§ **Work item**:
Full transcription, minus images: write out the listing below exactly as it appears.

==*==

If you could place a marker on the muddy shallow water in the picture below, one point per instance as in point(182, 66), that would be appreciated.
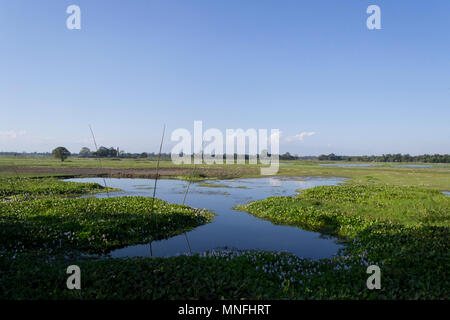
point(230, 228)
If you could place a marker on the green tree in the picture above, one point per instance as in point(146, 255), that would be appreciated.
point(61, 153)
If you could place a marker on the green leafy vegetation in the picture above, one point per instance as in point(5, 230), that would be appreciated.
point(92, 225)
point(404, 230)
point(25, 188)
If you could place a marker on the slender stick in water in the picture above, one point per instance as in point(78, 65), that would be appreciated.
point(99, 160)
point(156, 180)
point(185, 194)
point(157, 169)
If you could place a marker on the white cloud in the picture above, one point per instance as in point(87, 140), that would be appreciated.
point(301, 136)
point(12, 134)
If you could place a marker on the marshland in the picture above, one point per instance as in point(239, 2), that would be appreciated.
point(308, 233)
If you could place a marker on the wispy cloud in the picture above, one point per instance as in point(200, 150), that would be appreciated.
point(12, 134)
point(300, 137)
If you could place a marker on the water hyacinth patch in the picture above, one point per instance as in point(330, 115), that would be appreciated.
point(92, 225)
point(404, 230)
point(18, 188)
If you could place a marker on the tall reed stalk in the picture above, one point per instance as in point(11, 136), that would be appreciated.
point(156, 181)
point(187, 190)
point(99, 160)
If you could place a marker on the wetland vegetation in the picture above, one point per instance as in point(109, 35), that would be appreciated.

==*==

§ **Response to this exercise**:
If you could place a marker on the muddy shallow water in the picture below, one point per instance as in point(182, 66), that would be appreciated.
point(230, 228)
If you could place a marker on the green tree in the picture above, one point per instance as in point(146, 255), that would be appreciated.
point(61, 153)
If you could place a marker on the green leafy vegetation in the picture above, one point per instance as in point(5, 230), that would be appreciated.
point(92, 225)
point(404, 230)
point(25, 188)
If you could place a marker on the slender stick in water in the picture above, one point per instance as in point(78, 65), that would be appreciated.
point(99, 160)
point(156, 180)
point(185, 194)
point(157, 169)
If you could place a marker on the white cloud in the picture above, one point per instance as in point(87, 140), that would be appreciated.
point(301, 136)
point(12, 134)
If you could place a marker on the marshland in the picture above, one point per instance as in point(239, 2), that would be appreciated.
point(308, 233)
If you could place a marker on the wispy cloud in the picture above, one point per instance as in point(200, 150), that would be appreciated.
point(12, 134)
point(300, 137)
If you could place a marker on the water hyacinth patch in the picture above, one point per instance as in point(330, 115), that would be appreciated.
point(92, 225)
point(404, 230)
point(18, 188)
If you could place a marker on the tall reed stalk in the picture above, one point per instance as in point(11, 136), that would be appreciated.
point(156, 181)
point(187, 190)
point(99, 160)
If you could place a marker on the wetland vegetation in the picture above, one point per instance as in point(109, 35), that would be appreciated.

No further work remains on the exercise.